Así es el Centro Histórico: un mar con playas diversas desde donde vas navegando la vida
POR IVONNE MELGAR
Pronuncio Centro Histórico y se abre el camino sobre la calle Bolívar, siguiendo el paso marcado de Luis Melgar Brizuela, mi padre, algún día de vacaciones escolares.
Vamos juntos a comprar nuestro teclado musical, evocando así algo del piano que dejamos en San Salvador.
Me gusta mucho cómo suena y probamos mi preferido: el modo xilófono. Y mientras vamos hacia el Metro, de regreso, disfrutando a prisa las vitrinas de tantos bellos instrumentos, siento una alegría que pasa cuando los deseos nunca dichos se cumplen; y eso sucedió entonces con mi órgano.
Cuatro décadas después regreso a esa calle con Martín Beltrán y nuestro hijo Santiago: vamos por su teclado. El suyo es inmenso en comparación de aquel en el que Luis y yo montamos un par de melodías a dos manos y otras que él acompañó con su acordeón o yo con mi flauta y que alguna vez presentamos en encuentros que llamábamos “actos de solidaridad con el pueblo salvadoreño”.
Y aunque en la ruta hacia Bolívar voy siempre, en mis recuerdos, de la mano de los músicos de la familia, el Centro Histórico de mi llegada a México es un placer solitario.
Supongo que lo aprendí cuando fuimos a comprar la ropa de la graduación de secundaria a la calle de Izazaga con Candelaria Navas, nuestra madre. Y se me hizo fácil tomar después, por mi cuenta, el camión que pasaba en División del Norte, esquina con Xotepingo, y llegaba hasta el Centro.
En esas idas y venidas en que experimentaba la libertad de moverme segura por la ciudad, ocurrió mi desplazamiento hacia el Barrio de Tepito, donde compré la blusa brillante que estrenaría en mi fiesta de 15 años, realizada en un nuevo domicilio, el de la Colonia Educación, el tercero que tuvimos en nuestros primeros años en el Distrito Federal.

INFORMACIÓN PROPORCIONADA:
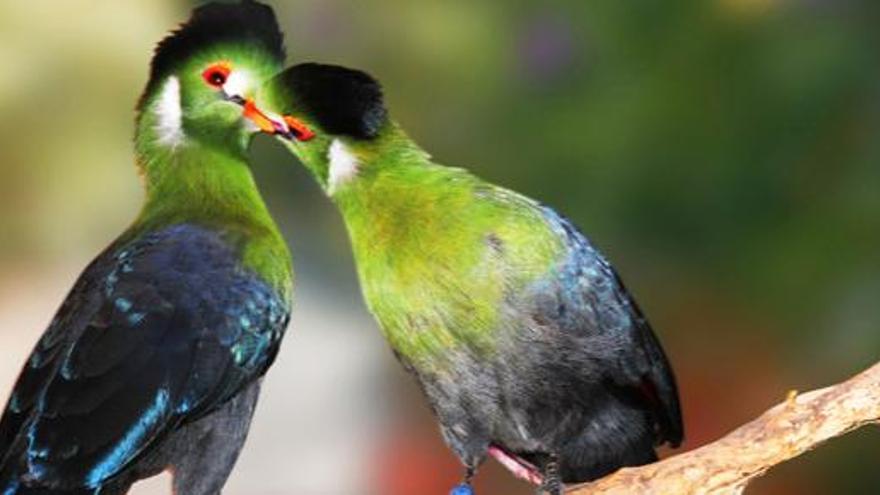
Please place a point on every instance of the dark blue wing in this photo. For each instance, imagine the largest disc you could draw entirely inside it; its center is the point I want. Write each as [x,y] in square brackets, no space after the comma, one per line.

TAREAS Y EJERCICIOS:
**1)** Según el texto sobre el Centro Histórico, ¿en qué barrio se compró la blusa brillante que se estrenaría en la fiesta de 15 años?
**2)** Transcriba sin cambios el texto sobre el Centro Histórico, comenzando por "Me gusta mucho" y continuando hasta "con mi órgano.".

RESPUESTAS A EJERCICIOS:
**1)** En el Barrio de Tepito.

**2)**
Me gusta mucho cómo suena y probamos mi preferido: el modo xilófono. Y mientras vamos hacia el Metro, de regreso, disfrutando a prisa las vitrinas de tantos bellos instrumentos, siento una alegría que pasa cuando los deseos nunca dichos se cumplen; y eso sucedió entonces con mi órgano.